=== WHAT TO WORK ON ===
Find each line below that contains the word "refrigerator", and copy every such line in full.
************
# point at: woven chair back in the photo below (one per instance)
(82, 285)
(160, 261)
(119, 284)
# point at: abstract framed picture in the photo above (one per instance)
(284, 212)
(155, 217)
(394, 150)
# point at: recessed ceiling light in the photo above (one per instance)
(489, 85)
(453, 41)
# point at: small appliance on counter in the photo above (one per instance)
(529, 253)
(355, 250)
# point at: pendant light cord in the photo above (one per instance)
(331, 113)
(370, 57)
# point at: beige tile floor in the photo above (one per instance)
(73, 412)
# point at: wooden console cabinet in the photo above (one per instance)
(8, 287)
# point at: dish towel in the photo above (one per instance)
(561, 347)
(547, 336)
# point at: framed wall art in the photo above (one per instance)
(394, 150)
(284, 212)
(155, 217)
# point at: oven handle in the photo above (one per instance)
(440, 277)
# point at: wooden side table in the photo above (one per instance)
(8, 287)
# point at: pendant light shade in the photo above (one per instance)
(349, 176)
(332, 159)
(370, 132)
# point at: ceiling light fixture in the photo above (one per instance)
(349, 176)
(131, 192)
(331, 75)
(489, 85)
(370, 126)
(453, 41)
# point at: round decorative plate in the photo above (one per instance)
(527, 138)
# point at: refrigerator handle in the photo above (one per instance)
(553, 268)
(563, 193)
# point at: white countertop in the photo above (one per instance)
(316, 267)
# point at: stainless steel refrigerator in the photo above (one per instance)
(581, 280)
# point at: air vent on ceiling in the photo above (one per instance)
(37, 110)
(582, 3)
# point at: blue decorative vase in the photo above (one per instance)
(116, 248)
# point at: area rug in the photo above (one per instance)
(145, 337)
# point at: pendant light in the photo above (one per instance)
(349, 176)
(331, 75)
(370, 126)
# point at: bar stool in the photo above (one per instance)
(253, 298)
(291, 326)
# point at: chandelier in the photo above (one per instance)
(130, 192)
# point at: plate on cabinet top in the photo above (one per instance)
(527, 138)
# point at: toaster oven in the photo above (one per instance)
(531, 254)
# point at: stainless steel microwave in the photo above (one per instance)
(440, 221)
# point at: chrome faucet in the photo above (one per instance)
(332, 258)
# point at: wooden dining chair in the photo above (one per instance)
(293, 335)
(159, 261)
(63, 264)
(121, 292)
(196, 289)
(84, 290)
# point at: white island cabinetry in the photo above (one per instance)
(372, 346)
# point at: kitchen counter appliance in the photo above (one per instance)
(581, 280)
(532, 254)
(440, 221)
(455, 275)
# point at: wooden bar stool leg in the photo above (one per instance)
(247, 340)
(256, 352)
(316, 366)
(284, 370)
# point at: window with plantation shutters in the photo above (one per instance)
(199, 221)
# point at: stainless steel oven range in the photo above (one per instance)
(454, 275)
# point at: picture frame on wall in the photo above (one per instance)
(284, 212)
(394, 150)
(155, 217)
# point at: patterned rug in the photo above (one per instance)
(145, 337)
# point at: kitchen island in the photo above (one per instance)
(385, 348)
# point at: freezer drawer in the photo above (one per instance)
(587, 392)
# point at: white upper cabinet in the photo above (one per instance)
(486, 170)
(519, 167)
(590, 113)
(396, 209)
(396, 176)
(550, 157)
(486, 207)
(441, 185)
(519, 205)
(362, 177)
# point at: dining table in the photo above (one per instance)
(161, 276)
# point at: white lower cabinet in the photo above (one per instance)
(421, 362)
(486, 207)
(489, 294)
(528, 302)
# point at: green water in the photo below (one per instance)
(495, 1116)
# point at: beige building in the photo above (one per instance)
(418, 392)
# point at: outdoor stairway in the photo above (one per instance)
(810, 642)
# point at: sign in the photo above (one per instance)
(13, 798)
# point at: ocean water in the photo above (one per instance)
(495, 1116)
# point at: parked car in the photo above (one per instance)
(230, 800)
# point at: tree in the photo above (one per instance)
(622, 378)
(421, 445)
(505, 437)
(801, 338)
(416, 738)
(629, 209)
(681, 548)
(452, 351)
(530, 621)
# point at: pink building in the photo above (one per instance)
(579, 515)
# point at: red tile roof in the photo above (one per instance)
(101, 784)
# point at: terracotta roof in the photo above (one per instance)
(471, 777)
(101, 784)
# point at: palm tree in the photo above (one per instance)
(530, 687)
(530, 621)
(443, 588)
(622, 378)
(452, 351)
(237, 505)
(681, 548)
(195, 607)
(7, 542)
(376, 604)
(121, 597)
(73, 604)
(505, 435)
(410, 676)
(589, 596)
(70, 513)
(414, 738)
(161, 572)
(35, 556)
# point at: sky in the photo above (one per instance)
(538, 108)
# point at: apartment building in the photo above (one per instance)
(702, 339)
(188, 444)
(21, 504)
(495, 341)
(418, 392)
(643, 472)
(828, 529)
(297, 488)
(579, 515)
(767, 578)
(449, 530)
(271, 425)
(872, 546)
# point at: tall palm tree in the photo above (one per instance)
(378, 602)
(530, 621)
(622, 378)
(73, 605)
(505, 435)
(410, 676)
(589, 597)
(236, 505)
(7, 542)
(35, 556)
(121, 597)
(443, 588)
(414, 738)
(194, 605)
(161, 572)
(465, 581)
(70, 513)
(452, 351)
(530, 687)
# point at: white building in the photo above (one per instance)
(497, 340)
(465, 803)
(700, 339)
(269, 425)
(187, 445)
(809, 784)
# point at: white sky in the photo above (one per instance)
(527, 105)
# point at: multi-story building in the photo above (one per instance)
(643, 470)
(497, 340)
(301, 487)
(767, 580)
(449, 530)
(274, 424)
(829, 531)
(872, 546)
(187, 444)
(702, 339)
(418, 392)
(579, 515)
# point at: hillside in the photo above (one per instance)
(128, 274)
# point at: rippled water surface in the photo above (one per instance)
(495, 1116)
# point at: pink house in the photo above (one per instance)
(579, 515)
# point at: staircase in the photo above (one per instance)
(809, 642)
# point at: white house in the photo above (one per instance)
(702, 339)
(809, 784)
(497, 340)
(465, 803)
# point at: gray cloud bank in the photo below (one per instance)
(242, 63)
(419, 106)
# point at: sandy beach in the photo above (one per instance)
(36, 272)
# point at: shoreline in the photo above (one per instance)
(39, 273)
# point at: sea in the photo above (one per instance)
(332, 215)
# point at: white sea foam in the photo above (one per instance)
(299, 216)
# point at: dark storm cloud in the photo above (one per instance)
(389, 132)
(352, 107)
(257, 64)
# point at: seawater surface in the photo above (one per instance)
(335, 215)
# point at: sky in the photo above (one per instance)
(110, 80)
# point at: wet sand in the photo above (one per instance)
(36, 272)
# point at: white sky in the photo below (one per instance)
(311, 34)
************
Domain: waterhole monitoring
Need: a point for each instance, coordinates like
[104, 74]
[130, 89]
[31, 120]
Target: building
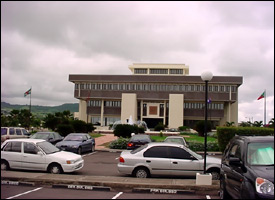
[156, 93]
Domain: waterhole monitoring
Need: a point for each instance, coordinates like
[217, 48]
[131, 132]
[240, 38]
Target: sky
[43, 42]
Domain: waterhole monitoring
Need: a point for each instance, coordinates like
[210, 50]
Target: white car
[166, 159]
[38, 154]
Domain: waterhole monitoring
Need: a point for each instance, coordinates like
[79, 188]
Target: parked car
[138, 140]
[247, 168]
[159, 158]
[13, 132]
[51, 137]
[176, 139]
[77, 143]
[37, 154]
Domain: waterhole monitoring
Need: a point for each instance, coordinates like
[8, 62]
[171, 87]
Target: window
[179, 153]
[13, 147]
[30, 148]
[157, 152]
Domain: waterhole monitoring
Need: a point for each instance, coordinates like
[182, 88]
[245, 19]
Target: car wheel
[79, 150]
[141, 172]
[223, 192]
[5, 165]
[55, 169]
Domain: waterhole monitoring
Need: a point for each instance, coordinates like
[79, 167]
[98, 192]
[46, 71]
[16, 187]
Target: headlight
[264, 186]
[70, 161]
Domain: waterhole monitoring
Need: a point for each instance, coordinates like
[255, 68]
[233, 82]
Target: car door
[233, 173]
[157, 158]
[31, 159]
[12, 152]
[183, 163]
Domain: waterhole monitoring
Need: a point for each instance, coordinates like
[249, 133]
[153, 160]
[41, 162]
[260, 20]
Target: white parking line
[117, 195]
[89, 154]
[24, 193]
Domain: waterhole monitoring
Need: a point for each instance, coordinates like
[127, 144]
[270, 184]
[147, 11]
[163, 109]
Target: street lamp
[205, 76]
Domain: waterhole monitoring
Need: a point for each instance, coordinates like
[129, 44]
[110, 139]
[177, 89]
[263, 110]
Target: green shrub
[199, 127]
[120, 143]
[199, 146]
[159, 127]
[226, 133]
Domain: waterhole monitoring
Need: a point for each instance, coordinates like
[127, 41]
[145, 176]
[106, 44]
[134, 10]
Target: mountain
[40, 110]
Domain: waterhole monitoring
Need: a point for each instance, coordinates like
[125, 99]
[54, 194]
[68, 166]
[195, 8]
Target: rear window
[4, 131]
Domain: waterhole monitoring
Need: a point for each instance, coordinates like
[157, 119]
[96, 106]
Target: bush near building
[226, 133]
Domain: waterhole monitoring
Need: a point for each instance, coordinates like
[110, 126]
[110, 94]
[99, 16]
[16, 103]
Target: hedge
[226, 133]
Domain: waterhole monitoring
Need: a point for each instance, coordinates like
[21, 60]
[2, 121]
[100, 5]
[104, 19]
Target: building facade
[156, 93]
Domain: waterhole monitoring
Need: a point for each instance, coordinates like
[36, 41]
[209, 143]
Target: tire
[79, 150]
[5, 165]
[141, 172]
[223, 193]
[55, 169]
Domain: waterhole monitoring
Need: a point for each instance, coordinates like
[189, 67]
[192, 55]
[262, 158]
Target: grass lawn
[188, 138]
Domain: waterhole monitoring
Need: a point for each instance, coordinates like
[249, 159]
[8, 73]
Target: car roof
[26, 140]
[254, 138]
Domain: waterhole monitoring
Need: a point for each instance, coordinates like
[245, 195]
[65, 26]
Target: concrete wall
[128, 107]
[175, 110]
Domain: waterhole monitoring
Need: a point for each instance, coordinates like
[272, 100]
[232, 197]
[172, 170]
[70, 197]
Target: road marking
************
=== OUTPUT BELOW ===
# point at: refrigerator handle in the photo above (one per instance)
# point at: stainless steel refrigerator in the photo above (one per instance)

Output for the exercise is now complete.